» **Short task a**:
Echo the listing word for word, starting at its first line and ending at the line that contains "x=364 y=222", with both of those lines included.
-------- Source text
Chef Boy ‘R Mine’s Thanette was better,
but this will have to do until I clean that damn closet.

The internet has been very good to me.

I’ve been hanging out on the ‘net since before sound and pictures – before there was a web. As for social networking, I dived into the Usenet groups somewhere around 1990.

There I met a significant number of people who became friends, sometimes good friends. The Ex referred to them as my Invisible Friends which seemed apt and so I adopted the description..

The arrival of the digital revolution was so new that home computers were a rarity; and trying to explain to folks how it could be that I was making friends was daunting. It can be a tough thing to explain. Nonetheless, I blathered on and on about my cyber-life to anyone who would listen. Over family dinner, I would talk about the funny things people said on the ‘net.

One bright Saturday the phone ring and my son, who was practicing his telephone etiquette, answered. I heard him say, “May I tell her who’s calling.” He ran to get me, proclaiming all the way that Thanette was on the phone. I searched my memory banks and could not summon any memory of anyone named Thanette or Annette or anything similar. Curious, I took the phone and said hello.

The caller was Jane who lived near Perth, Australia. She and I bonded in the group on Usenet. Chef Boy ‘R Mine, bless his heart, had listened to me babble on and on about the ‘net thinking it a person, one person, named Thanette. I asked Jane what she had told him in response to the who’s-calling-thing. She had announced herself as Jane, Jane from the ‘net. It’s curious that my son didn’t think of Thanette as a place. Of course, with her accent, it’s a wonder he understood anything at all.

I asked him to draw me a picture of what he thought Thanette looked like. The end result was a portrait of a woman with brown curly hair, glasses and a big smile. [Damn it all, I saved that artistic work and it’s probably in The Closet I’m Afraid Of. Resurrecting that drawing could be an impetus to start that project. I don’t want to start it, but I do want to find that drawing and frame it.]

My Invisible Friends were far flung. Most of them were in the states, but a good number were scattered about the globe. These were people I had never seen, but who I counted good friends – the kind you tell secrets to.
----------------
-------- Given entries
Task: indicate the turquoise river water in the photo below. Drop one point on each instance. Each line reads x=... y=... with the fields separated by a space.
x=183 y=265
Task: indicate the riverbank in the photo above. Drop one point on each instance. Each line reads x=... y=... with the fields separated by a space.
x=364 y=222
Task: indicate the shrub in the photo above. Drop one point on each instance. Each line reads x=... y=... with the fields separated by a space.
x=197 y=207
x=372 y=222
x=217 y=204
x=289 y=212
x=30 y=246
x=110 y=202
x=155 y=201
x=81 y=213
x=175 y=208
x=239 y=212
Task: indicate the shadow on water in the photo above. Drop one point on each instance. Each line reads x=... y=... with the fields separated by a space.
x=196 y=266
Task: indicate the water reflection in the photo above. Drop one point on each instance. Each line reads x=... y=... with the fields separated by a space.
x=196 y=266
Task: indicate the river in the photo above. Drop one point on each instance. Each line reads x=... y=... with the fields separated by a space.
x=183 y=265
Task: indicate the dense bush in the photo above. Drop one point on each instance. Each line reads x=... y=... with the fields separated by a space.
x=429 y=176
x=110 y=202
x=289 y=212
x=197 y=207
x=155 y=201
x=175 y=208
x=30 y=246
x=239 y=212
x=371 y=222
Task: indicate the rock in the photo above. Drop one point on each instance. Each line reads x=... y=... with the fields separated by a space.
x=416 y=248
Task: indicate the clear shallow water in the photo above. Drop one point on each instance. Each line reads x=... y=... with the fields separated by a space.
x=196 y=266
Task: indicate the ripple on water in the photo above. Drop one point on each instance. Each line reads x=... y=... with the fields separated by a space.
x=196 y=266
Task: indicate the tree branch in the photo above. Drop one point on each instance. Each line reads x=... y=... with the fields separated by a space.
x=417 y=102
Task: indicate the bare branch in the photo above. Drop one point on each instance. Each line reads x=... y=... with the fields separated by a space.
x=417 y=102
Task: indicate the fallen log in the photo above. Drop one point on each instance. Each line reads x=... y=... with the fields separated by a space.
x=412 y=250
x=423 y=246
----------------
» **Short task b**:
Duplicate the part of the post about invisible friends starting at "One bright Saturday" and ending at "and said hello.".

» **Full solution a**:
Task: indicate the turquoise river water in the photo below. Drop one point on each instance. Each line reads x=... y=... with the fields separated by a space.
x=183 y=265
Task: indicate the riverbank in the photo above. Drop one point on each instance. Each line reads x=... y=... with the fields separated by a space.
x=364 y=222

» **Full solution b**:
One bright Saturday the phone ring and my son, who was practicing his telephone etiquette, answered. I heard him say, “May I tell her who’s calling.” He ran to get me, proclaiming all the way that Thanette was on the phone. I searched my memory banks and could not summon any memory of anyone named Thanette or Annette or anything similar. Curious, I took the phone and said hello.